**What you have to do**
Reproduce all of the lines below, requests included. Shift each answer point by adding 134 to both its x and y coordinates, and leave the requests unchanged.

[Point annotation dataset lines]
━━━━
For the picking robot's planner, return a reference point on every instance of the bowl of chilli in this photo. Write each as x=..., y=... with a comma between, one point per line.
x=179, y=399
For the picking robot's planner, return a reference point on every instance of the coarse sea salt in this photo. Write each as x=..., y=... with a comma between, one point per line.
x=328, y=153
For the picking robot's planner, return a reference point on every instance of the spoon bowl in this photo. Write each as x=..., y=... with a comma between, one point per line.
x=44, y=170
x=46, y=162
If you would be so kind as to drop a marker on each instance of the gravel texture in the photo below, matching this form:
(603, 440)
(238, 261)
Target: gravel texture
━━━━
**Answer to the exercise**
For the picking robot's planner, return a reference point on every instance of the bowl of chilli in this photo. Write each as x=..., y=... with a comma between, one point per line.
x=313, y=533
For the picking robot's planner, return a reference point on every instance of the coarse sea salt in this photo. Write each as x=..., y=... with a comma between, one point per line.
x=462, y=287
For the picking robot's planner, return a reference point on every instance of the spoon bowl in this photo. Write each as x=..., y=... with a comma between, one point per line.
x=178, y=304
x=180, y=296
If you would be so kind as to drop a marker on each instance of the gravel texture in the photo below, matching this form:
(603, 440)
(238, 261)
Target: gravel texture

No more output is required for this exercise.